Provided information:
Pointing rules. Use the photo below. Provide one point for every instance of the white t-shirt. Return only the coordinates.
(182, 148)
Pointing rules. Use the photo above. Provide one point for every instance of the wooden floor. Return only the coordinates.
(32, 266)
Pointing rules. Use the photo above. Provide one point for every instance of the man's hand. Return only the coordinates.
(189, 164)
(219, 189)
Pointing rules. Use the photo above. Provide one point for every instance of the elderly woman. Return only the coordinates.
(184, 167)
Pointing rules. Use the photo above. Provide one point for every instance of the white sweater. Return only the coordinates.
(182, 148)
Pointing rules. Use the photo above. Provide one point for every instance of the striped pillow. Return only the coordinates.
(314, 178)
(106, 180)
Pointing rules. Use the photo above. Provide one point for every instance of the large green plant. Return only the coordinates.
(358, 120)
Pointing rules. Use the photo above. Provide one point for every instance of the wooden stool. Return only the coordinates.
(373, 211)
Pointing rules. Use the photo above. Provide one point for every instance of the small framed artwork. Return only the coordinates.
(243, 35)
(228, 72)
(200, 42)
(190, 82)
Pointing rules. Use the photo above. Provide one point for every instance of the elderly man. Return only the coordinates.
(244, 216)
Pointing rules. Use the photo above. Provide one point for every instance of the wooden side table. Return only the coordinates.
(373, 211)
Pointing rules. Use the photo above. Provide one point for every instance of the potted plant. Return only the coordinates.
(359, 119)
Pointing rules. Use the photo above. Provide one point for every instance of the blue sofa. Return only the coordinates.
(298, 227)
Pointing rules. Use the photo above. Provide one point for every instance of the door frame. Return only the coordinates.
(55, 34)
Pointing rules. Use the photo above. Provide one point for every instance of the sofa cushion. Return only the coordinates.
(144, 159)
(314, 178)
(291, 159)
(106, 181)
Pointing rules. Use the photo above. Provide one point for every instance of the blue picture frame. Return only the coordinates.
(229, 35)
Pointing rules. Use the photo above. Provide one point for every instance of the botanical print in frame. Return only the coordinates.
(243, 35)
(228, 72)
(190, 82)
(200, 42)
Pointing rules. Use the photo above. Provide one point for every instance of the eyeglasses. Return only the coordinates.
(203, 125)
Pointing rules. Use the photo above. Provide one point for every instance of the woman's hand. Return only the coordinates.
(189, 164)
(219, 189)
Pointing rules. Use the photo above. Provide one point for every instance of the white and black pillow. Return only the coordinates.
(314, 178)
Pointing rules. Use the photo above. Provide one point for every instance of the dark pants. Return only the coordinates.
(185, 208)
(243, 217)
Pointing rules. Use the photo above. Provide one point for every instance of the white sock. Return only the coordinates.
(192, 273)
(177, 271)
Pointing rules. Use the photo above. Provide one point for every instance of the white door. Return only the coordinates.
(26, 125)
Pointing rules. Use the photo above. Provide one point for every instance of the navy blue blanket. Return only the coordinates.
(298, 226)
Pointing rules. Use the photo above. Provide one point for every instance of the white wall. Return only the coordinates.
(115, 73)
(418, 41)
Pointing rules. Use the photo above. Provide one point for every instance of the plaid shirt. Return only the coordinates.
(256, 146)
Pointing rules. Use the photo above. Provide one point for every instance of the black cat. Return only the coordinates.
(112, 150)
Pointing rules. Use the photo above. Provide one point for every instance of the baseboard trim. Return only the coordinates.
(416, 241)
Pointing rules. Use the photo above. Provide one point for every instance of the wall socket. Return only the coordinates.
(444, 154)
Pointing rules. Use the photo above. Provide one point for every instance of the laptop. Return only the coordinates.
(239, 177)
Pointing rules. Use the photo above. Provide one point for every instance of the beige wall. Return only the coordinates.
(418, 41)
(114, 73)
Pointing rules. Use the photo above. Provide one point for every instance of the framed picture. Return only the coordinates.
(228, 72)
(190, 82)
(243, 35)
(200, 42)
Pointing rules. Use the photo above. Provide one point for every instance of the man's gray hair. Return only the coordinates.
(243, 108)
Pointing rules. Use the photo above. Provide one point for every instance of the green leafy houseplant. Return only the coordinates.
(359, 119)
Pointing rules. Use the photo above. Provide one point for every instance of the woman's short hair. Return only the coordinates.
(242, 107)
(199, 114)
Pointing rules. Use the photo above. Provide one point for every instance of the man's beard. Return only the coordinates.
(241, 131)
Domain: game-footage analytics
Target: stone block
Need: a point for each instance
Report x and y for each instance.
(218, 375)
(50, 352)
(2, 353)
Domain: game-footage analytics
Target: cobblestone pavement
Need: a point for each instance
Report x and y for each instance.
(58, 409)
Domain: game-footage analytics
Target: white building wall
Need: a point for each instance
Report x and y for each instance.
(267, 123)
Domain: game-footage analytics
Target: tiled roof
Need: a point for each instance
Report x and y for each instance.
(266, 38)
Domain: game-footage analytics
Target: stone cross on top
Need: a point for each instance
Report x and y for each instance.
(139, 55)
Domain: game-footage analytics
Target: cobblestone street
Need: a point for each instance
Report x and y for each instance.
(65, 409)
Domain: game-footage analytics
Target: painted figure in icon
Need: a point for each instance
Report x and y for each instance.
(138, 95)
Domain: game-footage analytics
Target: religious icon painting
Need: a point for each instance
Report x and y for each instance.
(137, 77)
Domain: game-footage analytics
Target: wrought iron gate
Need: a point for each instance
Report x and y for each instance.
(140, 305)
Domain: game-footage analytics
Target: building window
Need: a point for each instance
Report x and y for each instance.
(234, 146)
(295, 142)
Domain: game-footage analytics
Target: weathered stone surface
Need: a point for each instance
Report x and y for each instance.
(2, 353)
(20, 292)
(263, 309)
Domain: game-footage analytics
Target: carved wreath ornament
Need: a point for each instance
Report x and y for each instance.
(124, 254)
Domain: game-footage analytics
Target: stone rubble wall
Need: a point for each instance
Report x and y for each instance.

How to complete this task: Keep only those lines of the records that hold "building", and return them.

Result:
Target: white building wall
Target: building window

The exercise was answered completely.